What is expected:
Could you copy the data below again, switching every "single line" to "one line" and leaving everything else unchanged?

** start Input for this task **

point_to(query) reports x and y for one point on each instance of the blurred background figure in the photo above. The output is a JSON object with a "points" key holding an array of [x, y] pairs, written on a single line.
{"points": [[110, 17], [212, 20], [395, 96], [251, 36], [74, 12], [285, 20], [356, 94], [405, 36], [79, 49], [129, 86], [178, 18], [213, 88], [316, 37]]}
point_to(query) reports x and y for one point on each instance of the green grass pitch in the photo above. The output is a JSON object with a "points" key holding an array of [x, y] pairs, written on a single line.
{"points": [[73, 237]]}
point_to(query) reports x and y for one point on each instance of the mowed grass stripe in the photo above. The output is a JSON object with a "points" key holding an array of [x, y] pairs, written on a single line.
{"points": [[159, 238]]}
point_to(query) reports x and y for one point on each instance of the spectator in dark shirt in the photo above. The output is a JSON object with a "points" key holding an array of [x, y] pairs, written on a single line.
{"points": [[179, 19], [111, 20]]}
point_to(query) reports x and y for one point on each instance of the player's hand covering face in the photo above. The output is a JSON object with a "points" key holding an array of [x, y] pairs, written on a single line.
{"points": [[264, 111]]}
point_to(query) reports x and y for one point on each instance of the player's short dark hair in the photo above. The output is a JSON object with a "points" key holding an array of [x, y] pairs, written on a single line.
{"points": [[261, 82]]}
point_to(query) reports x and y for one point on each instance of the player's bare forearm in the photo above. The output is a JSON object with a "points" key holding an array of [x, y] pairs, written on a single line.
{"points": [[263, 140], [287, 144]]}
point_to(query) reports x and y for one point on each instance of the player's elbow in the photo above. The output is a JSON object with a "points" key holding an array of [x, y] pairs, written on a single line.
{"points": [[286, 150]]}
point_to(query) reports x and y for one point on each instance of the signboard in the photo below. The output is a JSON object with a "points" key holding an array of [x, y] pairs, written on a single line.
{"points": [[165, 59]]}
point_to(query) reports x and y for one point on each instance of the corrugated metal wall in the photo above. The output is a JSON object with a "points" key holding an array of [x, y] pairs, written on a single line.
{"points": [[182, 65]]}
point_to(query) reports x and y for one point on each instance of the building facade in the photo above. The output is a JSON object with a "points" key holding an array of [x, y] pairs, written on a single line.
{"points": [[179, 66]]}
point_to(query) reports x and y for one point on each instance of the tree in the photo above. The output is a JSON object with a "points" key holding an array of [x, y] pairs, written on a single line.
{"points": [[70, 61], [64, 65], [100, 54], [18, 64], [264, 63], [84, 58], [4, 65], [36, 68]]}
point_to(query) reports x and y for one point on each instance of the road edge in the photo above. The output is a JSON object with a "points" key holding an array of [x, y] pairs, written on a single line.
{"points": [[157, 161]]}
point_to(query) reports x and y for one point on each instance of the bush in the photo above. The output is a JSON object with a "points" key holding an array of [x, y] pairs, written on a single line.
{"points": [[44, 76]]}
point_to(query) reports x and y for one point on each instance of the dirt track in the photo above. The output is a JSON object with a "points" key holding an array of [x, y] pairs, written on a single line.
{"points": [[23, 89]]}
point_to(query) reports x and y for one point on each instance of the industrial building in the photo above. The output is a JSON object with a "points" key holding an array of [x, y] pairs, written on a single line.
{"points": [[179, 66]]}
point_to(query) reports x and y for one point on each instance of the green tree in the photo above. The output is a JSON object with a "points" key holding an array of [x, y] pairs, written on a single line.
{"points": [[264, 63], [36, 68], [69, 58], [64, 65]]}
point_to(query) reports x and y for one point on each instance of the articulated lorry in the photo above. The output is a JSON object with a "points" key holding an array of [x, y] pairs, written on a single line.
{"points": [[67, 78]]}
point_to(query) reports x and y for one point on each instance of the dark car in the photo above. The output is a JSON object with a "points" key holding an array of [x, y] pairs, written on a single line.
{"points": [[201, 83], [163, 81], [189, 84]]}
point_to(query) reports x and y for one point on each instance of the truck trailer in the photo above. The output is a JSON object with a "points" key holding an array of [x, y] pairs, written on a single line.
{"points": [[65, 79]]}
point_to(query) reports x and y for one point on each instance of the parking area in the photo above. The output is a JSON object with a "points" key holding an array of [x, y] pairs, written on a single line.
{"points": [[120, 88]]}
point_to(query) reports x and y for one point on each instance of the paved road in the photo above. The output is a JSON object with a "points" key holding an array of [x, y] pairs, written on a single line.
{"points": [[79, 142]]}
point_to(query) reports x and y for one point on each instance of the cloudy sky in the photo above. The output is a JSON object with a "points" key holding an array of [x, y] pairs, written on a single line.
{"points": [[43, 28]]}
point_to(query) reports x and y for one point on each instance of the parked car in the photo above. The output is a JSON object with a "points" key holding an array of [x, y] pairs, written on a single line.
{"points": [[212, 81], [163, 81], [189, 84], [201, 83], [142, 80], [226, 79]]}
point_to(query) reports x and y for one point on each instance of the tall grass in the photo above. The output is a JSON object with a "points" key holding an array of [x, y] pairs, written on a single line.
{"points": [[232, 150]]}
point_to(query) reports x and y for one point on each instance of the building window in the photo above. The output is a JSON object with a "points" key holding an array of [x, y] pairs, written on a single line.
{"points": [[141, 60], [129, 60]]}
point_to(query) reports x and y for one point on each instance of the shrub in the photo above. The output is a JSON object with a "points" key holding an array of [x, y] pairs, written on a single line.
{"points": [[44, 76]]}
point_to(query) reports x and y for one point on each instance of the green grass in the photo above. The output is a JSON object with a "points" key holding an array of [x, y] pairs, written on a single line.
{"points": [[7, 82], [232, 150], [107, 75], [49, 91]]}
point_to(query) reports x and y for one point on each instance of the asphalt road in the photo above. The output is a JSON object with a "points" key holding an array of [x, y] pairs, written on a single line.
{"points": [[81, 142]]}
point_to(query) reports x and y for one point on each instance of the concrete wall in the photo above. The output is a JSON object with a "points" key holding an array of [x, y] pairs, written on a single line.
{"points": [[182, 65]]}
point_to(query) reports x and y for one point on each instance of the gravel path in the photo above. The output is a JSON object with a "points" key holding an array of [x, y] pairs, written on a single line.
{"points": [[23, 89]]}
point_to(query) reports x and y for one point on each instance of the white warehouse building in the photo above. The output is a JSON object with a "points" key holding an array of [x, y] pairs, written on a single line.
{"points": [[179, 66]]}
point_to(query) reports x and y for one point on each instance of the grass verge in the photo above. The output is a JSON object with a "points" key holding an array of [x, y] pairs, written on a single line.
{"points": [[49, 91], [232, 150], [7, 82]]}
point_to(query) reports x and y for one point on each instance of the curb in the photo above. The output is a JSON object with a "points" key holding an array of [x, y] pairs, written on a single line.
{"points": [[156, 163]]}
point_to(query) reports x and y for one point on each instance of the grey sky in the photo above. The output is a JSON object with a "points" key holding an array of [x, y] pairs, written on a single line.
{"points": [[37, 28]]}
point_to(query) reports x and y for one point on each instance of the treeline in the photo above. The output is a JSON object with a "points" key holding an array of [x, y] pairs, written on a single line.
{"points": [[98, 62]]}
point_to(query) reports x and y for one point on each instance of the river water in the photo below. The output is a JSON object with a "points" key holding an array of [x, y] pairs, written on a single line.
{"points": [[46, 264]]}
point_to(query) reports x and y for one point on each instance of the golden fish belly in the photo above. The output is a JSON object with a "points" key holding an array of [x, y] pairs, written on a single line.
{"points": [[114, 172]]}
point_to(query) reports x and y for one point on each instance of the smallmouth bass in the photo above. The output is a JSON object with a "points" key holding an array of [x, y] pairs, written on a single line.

** end Input for this task **

Output:
point_to(query) reports x and y for one point on each instance of the blurred background figure in the photo above. The output is a JSON object with a "points" key holding an array of [x, y] pairs, written on a one line.
{"points": [[110, 17], [212, 20], [395, 96], [251, 36], [74, 12], [285, 20], [356, 94], [405, 36], [79, 49], [129, 86], [178, 18], [213, 88], [316, 37]]}
point_to(query) reports x and y for one point on each instance of the green grass pitch in the photo above. The output is a JSON object with a "points" key holding an array of [x, y] pairs, written on a one line.
{"points": [[73, 237]]}
point_to(query) reports x and y for one point on each instance of the mowed grass stripe in the photo above. The output is a JSON object with a "points" key holding an array of [x, y] pairs, written on a one line.
{"points": [[159, 238]]}
point_to(query) reports x and y for one point on each instance of the spectator in dark shirt in the photo above. The output is a JSON object with a "points" key holding an array of [x, y] pairs, written on a one line.
{"points": [[179, 19], [111, 20]]}
point_to(query) reports x and y for one point on each instance of the player's hand covering face in the photo above. The output is a JSON object with a "points" key holding an array of [x, y] pairs, written on a one line.
{"points": [[264, 111]]}
point_to(query) reports x and y for one point on each instance of the player's short dark hair in the photo above. The output is a JSON object with a "points" key holding an array of [x, y] pairs, written on a one line.
{"points": [[261, 82]]}
point_to(query) reports x and y for one point on each instance of the player's bare forearm in the photo above. The output is a JSON object with a "points" key holding an array of [x, y] pairs, written on a one line.
{"points": [[263, 140], [287, 144]]}
point_to(query) reports x and y for one point on each instance of the player's elbow in the photo above. The output is a JSON object with a "points" key holding an array of [x, y] pairs, written on a one line.
{"points": [[286, 150]]}
point_to(query) reports x and y for one point on each instance of the signboard in the photo below. The output is a JSON object with a "points" key holding an array of [x, y] pairs, written on a one line.
{"points": [[165, 59]]}
point_to(query) reports x and y for one point on each instance of the corrugated metal wall in the photo above. The output is a JSON object with a "points" key holding an array of [x, y] pairs, written on a one line.
{"points": [[182, 65]]}
point_to(query) reports x and y for one point on each instance of the building facade in the photo above. The output is a JSON object with a "points" key holding an array of [x, y] pairs, written on a one line.
{"points": [[179, 66]]}
point_to(query) reports x and y for one point on each instance of the tree in the photo above. The output is a JSON object with a "points" key holding an array of [x, y] pairs, written on a one line.
{"points": [[70, 61], [64, 65], [100, 54], [18, 64], [264, 63], [84, 58], [4, 65], [36, 68]]}
point_to(query) reports x and y for one point on each instance of the road edge in the photo above. The output is a JSON object with a "points" key holding an array of [x, y] pairs, written on a one line.
{"points": [[157, 161]]}
point_to(query) reports x and y for one point on each instance of the bush in the photo above. The output is a JSON object with a "points" key holding an array of [x, y] pairs, written on a one line.
{"points": [[44, 76]]}
point_to(query) reports x and y for one point on each instance of the dirt track in the photo above. The output is a JSON object with a "points" key holding an array of [x, y] pairs, written on a one line.
{"points": [[23, 89]]}
point_to(query) reports x and y for one point on each instance of the industrial building in the photo above. The output is a JSON object with a "points" key holding an array of [x, y] pairs, written on a one line.
{"points": [[179, 66]]}
point_to(query) reports x and y for one point on each instance of the green tree in the photo above. The output is a JSON object with a "points" key holding an array of [x, y] pairs, written on a one line.
{"points": [[264, 63], [36, 68], [69, 58], [64, 65]]}
point_to(query) reports x and y for one point on each instance of the articulated lorry in the photo above. The output is a JSON object with a "points" key holding an array of [x, y] pairs, written on a one line.
{"points": [[67, 78]]}
point_to(query) reports x and y for one point on each instance of the dark car in the photo above. The output is a JSON object with a "points" key holding an array of [x, y] pairs, written on a one line.
{"points": [[201, 83], [163, 81], [189, 84]]}
point_to(query) reports x and y for one point on each instance of the truck trailer in the photo above. The output is a JSON object with a "points" key holding an array of [x, y] pairs, written on a one line.
{"points": [[65, 79]]}
point_to(query) reports x and y for one point on each instance of the parking area in the photo above. The output is a JSON object with a "points" key holding an array of [x, y] pairs, written on a one line.
{"points": [[120, 88]]}
point_to(query) reports x and y for one point on each instance of the paved road in the photo above. The output is a JSON object with a "points" key holding an array of [x, y] pairs, written on a one line.
{"points": [[79, 142]]}
point_to(query) reports x and y for one point on each instance of the cloudy sky in the photo above. The output is a JSON object with a "points" key holding an array of [x, y] pairs, written on a one line.
{"points": [[43, 28]]}
point_to(query) reports x and y for one point on each instance of the parked car in the photo above. The output is a JSON object with a "points" key holding an array of [x, y] pairs, written on a one line.
{"points": [[212, 81], [163, 81], [189, 84], [201, 83], [142, 80], [226, 79]]}
point_to(query) reports x and y for one point on each instance of the tall grass in the photo above. The output is a JSON object with a "points" key holding an array of [x, y] pairs, written on a one line.
{"points": [[232, 150]]}
point_to(query) reports x and y for one point on each instance of the building window in the photo above. The output is a JSON object with a "points" key holding an array of [x, y] pairs, written on a one line.
{"points": [[141, 60], [129, 60]]}
point_to(query) reports x and y for one point on each instance of the shrub in the photo above. The output is a JSON object with a "points" key holding an array of [x, y] pairs, written on a one line.
{"points": [[44, 76]]}
point_to(query) reports x and y for one point on each instance of the green grass in the photo above. The output is a JSON object with a "points" key holding an array of [x, y] pairs, written on a one line.
{"points": [[7, 82], [232, 150], [107, 75], [49, 91]]}
point_to(query) reports x and y for one point on each instance of the asphalt road in the photo above. The output is a JSON object with a "points" key holding an array of [x, y] pairs, written on a one line.
{"points": [[81, 142]]}
point_to(query) reports x and y for one point on each instance of the concrete wall in the photo above. The output is a JSON object with a "points" key holding an array of [x, y] pairs, written on a one line.
{"points": [[182, 65]]}
point_to(query) reports x and y for one point on each instance of the gravel path in the photo above. The output is a JSON object with a "points" key holding an array of [x, y] pairs, written on a one line.
{"points": [[23, 89]]}
point_to(query) reports x and y for one point on each instance of the white warehouse building in the photo above. The output is a JSON object with a "points" key holding an array of [x, y] pairs, written on a one line.
{"points": [[179, 66]]}
point_to(query) reports x and y for one point on each instance of the grass verge in the photo above. The output is a JSON object with a "points" key holding an array of [x, y] pairs, written on a one line.
{"points": [[49, 91], [232, 150], [7, 82]]}
point_to(query) reports x and y for one point on each instance of the curb in the photo above. The output is a JSON object with a "points" key holding an array of [x, y] pairs, written on a one line.
{"points": [[156, 163]]}
point_to(query) reports x and y for one point on each instance of the grey sky in the photo above. The output is a JSON object with a "points" key holding an array of [x, y] pairs, written on a one line.
{"points": [[37, 28]]}
point_to(query) reports x and y for one point on each instance of the treeline in the photo above. The output is a JSON object with a "points" key holding an array of [x, y] pairs, written on a one line.
{"points": [[98, 62]]}
point_to(query) reports x and y for one point on each instance of the river water in the photo below. The output is a JSON object with a "points" key holding an array of [x, y] pairs, written on a one line.
{"points": [[46, 264]]}
point_to(query) reports x and y for one point on each instance of the golden fish belly in the photo above. The output is a JSON object with a "points" key holding an array of [x, y] pairs, written on a one line.
{"points": [[114, 172]]}
point_to(query) reports x and y for one point on each instance of the smallmouth bass in the photo above. The output is a JSON object with a "points" key holding an array of [x, y] pairs, written on a one line.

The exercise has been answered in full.